Edito du numéro 43 « Nomades »
Bureaux flexibles, digitaux nomades, étudiants délocalisés en raison des affres de Parcoursup ou par un désir d’évasion, travailleurs détachés, migrants trans ou intra nationaux : tous nomades ?
Peut-être bien. Ce nouvel idéal qui prend son essor traverse les discours contemporains.
Mais au fond, qu’est-ce-que le nomadisme ? Faut-il le comprendre au sens littéral ou bien au sens figuré ? Sauter d’un train à l’autre pour plonger dans le bain d’un lieu à l’autre comme si Berlin, Paris et la Creuse partageaient les mêmes eaux : le littéral est épuisant.
Quant au figuré, prenez Deleuze : non content de mobiliser les nomades comme des réalités socio-politiques mettant à mal l’organisation centralisée d’un État, il s’est amusé à en faire une manière de penser glissant sur les lignes de fuite de son plan d’immanence…
Pas sûr de trouver là la substance de cet idéal qui anime une jeunesse toujours plus avide de fluidité… et d’absence d’attache ? Tout semble l’indiquer : gare à celui qui viendrait troubler cette fête de la mobilité permanente. L’ennemi à abattre est tout indiqué : la “sédentarité”.
Loin d’être un idéal moteur, le nomadisme est en réalité bien souvent la seule issue pour ceux à qui l’on a enlevé cette possibilité de sédentarité. Des migrants contraints à l’exil aux étudiants délocalisés, le nomadisme s’exerce là où les conditions de vie minimales s’éclipsent. Avoir un toit, de quoi se nourrir et subvenir aux désirs minimaux d’une existence, c’est ce qui fait défaut aux nomades contemporains.
Combien d’étudiants mal-logés voire pas logés à Paris ? Combien de nomadismes forcés dans un contexte de baisse des APL, d’augmentation toujours croissante du coût de la vie pour les étudiants ? Et si l’essence frelatée du nomadisme, au-delà du littéral et du figuré, c’était la précarité ?
Une précarité qui n’est pas que matérielle : entre éco-anxiété et incertitude du futur, les étudiants voient le sens des voies qu’ils avaient choisies flancher. Un uppercut en slow motion qui finira peut-être par achever la jeunesse covidéenne.

■ **Consigne**: Relevez tous les noms de lieux géographiques cités dans l'éditorial sur le nomadisme.

[Éléments stockés]

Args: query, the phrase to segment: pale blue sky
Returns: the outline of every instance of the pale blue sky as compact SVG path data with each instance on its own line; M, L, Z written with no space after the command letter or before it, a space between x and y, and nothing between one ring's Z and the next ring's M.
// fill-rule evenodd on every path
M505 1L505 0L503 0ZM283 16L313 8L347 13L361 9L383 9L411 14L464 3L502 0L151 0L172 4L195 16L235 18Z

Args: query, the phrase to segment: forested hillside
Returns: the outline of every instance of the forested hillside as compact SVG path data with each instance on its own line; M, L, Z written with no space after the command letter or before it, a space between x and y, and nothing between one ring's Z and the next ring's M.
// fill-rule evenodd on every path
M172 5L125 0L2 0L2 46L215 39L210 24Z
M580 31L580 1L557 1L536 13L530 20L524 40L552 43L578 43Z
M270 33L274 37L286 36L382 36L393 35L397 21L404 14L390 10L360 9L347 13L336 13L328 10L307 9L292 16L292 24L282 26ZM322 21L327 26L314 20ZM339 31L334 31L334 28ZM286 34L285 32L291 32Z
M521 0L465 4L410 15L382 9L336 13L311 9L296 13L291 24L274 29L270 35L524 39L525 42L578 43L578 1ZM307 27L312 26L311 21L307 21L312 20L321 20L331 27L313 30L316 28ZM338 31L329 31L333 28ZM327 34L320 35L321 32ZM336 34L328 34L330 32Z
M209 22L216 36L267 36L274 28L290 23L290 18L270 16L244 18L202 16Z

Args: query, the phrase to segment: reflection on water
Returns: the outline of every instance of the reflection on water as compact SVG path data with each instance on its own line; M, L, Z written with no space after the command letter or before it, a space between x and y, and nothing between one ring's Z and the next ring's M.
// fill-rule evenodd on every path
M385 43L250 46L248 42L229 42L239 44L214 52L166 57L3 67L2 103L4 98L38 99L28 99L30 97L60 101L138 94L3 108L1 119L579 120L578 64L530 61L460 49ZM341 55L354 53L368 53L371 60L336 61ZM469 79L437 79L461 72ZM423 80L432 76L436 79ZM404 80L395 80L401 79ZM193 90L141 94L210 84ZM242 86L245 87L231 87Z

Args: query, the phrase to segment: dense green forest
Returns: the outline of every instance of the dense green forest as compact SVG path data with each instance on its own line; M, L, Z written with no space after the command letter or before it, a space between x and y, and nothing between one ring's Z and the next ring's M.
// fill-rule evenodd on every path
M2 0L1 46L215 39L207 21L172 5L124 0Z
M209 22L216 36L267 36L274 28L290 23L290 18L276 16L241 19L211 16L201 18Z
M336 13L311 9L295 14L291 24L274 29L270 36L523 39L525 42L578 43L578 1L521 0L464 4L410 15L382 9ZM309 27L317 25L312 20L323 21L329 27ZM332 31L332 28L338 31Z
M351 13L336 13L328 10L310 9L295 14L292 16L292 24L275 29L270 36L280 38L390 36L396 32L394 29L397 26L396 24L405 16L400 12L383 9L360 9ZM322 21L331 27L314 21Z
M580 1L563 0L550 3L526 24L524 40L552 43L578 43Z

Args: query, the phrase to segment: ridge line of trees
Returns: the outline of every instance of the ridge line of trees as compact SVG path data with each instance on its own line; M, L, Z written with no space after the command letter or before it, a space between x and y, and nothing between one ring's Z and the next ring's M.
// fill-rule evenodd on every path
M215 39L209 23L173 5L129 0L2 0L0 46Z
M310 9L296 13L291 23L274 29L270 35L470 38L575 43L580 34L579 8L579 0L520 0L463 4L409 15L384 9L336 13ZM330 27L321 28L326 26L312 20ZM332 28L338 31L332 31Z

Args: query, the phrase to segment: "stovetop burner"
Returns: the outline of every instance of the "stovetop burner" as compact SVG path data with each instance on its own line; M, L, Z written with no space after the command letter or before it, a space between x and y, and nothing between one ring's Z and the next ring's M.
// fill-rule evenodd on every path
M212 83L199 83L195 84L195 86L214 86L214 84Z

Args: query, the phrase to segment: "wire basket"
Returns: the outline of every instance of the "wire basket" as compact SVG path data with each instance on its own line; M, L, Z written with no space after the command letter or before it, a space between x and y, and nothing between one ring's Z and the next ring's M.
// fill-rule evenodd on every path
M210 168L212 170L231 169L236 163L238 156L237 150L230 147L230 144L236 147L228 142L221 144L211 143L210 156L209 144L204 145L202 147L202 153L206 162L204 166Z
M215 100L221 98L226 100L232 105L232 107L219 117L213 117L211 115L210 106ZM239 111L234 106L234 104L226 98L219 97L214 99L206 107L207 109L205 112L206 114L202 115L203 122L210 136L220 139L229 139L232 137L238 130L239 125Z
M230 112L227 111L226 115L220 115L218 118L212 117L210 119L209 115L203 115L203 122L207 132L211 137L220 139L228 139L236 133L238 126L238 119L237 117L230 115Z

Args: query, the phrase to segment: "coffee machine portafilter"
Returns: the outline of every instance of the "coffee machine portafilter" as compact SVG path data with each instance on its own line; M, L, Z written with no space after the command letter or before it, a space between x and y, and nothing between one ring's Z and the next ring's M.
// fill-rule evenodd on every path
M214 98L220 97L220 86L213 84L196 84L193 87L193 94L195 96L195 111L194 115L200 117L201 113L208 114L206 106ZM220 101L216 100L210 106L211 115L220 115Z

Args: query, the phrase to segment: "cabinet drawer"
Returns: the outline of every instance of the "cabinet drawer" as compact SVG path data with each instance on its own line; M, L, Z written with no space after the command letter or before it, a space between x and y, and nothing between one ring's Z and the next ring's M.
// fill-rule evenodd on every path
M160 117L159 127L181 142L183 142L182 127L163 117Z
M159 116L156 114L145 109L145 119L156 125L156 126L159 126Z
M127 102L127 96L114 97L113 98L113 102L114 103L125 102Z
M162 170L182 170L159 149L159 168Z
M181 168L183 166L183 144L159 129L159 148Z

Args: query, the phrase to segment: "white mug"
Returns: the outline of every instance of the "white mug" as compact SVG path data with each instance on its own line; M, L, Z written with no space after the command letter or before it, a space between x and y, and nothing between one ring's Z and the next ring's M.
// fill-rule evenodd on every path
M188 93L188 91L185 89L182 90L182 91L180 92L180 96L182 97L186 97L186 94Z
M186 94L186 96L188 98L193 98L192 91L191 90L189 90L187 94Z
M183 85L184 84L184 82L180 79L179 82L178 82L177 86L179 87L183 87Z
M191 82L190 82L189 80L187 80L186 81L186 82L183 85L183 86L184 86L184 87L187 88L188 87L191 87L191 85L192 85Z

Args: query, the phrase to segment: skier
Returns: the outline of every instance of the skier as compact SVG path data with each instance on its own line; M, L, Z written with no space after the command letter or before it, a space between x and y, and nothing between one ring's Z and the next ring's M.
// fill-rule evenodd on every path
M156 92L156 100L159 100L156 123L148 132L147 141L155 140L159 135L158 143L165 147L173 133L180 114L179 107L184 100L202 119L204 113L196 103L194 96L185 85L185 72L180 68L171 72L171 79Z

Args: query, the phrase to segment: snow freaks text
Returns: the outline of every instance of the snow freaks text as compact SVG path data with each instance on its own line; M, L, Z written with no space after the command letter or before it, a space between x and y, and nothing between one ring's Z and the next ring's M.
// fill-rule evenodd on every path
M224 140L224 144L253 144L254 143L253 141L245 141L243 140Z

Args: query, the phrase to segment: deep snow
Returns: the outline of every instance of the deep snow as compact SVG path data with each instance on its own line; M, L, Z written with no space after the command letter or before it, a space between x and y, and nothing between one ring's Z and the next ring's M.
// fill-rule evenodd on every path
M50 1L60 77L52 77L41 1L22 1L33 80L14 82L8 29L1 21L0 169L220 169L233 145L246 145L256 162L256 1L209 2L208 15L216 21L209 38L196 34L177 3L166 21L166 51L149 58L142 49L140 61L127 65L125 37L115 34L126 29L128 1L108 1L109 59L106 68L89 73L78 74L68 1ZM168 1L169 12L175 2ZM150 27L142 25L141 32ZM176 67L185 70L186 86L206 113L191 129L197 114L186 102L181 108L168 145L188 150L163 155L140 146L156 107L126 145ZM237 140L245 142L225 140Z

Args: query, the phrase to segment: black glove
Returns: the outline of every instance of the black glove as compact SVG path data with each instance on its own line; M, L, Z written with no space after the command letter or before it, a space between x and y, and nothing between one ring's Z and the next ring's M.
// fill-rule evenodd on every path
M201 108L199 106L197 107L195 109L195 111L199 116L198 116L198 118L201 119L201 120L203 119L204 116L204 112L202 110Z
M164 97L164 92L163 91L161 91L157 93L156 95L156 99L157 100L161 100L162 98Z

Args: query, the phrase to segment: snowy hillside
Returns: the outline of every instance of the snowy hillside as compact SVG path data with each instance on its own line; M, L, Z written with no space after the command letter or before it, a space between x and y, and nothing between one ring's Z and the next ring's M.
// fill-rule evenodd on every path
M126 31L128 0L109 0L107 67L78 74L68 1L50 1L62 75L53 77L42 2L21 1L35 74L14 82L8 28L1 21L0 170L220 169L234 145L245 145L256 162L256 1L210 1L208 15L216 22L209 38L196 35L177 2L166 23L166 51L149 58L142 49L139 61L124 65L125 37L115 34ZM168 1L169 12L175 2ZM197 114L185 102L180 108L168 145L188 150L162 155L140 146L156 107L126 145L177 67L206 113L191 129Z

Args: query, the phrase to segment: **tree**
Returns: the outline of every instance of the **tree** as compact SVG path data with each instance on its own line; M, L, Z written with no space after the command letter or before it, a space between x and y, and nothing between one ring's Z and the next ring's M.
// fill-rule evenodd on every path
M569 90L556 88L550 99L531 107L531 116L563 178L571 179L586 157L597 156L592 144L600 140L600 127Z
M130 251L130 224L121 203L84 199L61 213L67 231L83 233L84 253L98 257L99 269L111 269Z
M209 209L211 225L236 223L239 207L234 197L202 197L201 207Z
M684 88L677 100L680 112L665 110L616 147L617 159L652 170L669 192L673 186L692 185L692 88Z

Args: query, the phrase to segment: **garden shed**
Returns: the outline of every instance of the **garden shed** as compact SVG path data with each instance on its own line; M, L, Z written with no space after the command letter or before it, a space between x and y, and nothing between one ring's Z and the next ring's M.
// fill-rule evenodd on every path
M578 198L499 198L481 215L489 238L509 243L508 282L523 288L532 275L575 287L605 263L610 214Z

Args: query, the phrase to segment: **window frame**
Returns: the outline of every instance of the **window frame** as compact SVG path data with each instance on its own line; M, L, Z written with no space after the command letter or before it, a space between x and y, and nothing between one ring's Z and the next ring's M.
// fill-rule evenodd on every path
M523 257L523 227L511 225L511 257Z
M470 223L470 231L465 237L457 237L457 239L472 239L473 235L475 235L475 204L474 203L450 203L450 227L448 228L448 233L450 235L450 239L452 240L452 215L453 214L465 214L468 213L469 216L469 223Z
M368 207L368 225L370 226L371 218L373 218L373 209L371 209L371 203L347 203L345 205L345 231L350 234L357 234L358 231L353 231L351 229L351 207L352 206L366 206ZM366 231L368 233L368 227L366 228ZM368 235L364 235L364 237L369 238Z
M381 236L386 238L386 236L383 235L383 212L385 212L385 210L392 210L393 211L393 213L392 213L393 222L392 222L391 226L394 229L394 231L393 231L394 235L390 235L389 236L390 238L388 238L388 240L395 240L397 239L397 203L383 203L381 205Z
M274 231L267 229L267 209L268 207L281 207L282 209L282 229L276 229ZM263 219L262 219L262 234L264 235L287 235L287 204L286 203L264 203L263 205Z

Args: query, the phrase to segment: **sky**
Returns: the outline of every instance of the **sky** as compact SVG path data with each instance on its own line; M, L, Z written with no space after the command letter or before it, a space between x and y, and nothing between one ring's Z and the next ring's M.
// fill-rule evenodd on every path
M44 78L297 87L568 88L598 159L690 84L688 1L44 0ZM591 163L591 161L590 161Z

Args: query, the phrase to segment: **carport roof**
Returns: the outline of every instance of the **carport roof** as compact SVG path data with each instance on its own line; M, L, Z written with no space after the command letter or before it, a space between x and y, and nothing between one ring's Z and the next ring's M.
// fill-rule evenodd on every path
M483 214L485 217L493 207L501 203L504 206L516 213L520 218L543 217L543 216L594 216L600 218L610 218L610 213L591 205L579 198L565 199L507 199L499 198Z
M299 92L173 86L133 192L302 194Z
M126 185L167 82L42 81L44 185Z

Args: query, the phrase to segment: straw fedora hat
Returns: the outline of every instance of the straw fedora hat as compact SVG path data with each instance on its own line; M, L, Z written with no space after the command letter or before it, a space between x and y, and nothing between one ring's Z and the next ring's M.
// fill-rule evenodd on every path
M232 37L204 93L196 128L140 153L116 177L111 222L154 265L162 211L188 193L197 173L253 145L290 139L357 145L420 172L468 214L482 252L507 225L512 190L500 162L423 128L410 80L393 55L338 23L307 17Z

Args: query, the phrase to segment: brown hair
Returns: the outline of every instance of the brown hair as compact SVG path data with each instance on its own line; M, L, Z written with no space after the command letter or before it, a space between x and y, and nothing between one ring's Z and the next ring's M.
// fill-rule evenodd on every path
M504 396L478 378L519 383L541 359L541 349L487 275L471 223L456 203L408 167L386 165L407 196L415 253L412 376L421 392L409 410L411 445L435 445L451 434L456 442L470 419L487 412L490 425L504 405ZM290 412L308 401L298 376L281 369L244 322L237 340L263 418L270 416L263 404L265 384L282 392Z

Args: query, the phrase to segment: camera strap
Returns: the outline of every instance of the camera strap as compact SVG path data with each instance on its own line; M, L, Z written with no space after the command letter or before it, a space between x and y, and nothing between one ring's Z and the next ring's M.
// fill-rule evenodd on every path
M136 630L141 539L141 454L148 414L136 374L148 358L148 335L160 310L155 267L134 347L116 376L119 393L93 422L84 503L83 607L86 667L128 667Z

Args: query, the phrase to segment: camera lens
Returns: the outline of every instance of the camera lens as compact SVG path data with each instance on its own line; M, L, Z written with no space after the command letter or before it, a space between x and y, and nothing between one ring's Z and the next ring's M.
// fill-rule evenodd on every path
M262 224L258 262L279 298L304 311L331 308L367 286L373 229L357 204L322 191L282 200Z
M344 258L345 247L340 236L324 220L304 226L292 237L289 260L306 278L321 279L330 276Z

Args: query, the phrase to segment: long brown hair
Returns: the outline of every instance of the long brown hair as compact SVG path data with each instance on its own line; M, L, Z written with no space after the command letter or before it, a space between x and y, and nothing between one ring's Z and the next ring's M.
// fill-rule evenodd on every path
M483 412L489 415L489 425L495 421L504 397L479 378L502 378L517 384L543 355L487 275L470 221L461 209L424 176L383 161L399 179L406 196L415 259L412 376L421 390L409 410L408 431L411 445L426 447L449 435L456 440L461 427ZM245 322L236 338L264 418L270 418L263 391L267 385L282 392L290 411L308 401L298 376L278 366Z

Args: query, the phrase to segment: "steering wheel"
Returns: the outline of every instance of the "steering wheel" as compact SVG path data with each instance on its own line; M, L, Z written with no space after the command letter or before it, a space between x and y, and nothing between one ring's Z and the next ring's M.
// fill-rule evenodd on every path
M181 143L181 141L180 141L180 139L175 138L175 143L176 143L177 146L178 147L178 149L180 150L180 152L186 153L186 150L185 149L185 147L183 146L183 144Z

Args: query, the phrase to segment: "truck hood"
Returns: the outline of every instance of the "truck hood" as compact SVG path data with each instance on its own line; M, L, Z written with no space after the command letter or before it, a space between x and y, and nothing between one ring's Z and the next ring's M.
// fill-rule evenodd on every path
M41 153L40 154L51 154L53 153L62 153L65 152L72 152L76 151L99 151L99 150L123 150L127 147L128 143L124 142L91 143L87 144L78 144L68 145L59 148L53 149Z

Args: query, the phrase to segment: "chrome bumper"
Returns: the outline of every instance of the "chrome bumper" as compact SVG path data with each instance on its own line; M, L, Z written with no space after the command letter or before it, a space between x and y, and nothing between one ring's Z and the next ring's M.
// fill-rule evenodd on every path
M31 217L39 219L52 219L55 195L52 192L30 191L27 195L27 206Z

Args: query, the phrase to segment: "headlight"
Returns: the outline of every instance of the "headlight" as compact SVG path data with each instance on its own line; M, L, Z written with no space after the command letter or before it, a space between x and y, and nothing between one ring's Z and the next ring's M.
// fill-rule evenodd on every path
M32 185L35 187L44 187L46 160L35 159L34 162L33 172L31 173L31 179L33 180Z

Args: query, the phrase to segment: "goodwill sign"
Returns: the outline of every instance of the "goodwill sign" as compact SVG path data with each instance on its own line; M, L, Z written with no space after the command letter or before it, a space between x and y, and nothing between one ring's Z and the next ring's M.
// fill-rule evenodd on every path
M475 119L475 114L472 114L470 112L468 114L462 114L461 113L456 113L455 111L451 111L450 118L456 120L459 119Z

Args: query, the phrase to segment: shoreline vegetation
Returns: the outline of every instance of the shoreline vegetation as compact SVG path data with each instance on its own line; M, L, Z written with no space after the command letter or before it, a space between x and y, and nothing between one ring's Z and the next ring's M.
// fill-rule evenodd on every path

■ **Résultat**: Berlin, Paris, la Creuse